Tally every line of the entries that contains the string "coat", then reply with only that number.
─── Data extract ───
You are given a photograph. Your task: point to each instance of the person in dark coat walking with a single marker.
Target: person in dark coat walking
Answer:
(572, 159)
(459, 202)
───
**Result of the task:** 2